▸ SOURCE
◇ ◇ ◇
In order to generalize this model to include isospin we note
that diagrams considered so far violate the Zweig rule$^{\cite{zw}}$ according
to which disconnected quark diagrams are suppressed.  The $\phi$ and $\omega$ that are exchanged in these Zweig-forbidden diagrams are not only color singlets but also flavor singlets, i.e. they have zero
isospin or unitary spin.  Another effective interaction between
quarks will occur through the exchange of color singlet but flavor
carrying $q \bar{q}$ bound states, such that $q$ and $\bar{q}$ are associated 
with different flavor quantum numbers.  For example we can have

\begin{equation}
d+u \longrightarrow  d + (u+\bar{d}) + d \longrightarrow  d + u    \label{eq:ho}
\end{equation}
where the bracketed $u$ and $\bar{d}$ form an intermediate bound state 
($\pi^{+}$ or $\rho^{+}$) that is exchanged between a $u$ quark and a $d$ 
quark.  Again we can call $g$ the effective coupling constant 
($\bar{u} d \pi^{+}$) or ($\bar{u} d \rho^{+}$). 
If $m$ is the mass of the exchanged meson and $M$ the common mass of $u$
and $d$ assumed to be degenerate, the potentials resulting from $\pi^{+}$ and
$\rho^{+}$ exchange will have respectively the forms Eq.(\ref{eq:hm}) and 
Eq.({\ref{eq:bb}), so that for the equal coupling constant and equal mass case 
the total potential will have the form Eq.(\ref{eq:hn}).  Including all the
charged and neutral states, the total $u-d$ potential results from
the exchange of $0^{-}$ mesons $\eta$, $\pi^{i}$ and $1^{-}$ mesons
$\omega_{\mu}$ and $\rho_{\mu}^{i}$, where $i = 1,2,3$ are isospin labels.
◇ ◇ ◇
▸ COMPLETE THE FOLLOWING
• 1. In its final sentence, the quark-model passage names the mesons whose exchange makes up the total u-d potential. List each of them.
• 2. Extract the stretch of the quark-model passage from "If $m$ is the" through "are isospin labels.", reproducing it without any change.
The material after the quark-model passage plays no part in this work.

▸ DATA EXTRACT
◇ ◇ ◇
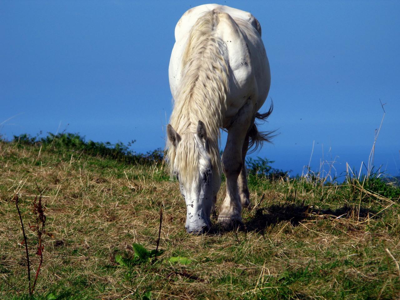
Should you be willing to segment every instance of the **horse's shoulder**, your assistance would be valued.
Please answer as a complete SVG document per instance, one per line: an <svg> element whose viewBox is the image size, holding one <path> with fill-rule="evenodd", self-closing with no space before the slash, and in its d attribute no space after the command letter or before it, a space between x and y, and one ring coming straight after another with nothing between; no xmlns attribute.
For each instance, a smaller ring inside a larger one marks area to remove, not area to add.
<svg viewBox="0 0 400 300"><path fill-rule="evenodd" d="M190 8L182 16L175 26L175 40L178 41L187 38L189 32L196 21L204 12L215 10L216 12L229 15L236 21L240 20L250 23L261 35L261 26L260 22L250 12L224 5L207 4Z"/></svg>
◇ ◇ ◇
▸ OUTPUTS BY TASK
• 1. η, π^i, ω_μ, ρ_μ^i

• 2.
If $m$ is the mass of the exchanged meson and $M$ the common mass of $u$
and $d$ assumed to be degenerate, the potentials resulting from $\pi^{+}$ and
$\rho^{+}$ exchange will have respectively the forms Eq.(\ref{eq:hm}) and 
Eq.({\ref{eq:bb}), so that for the equal coupling constant and equal mass case 
the total potential will have the form Eq.(\ref{eq:hn}).  Including all the
charged and neutral states, the total $u-d$ potential results from
the exchange of $0^{-}$ mesons $\eta$, $\pi^{i}$ and $1^{-}$ mesons
$\omega_{\mu}$ and $\rho_{\mu}^{i}$, where $i = 1,2,3$ are isospin labels.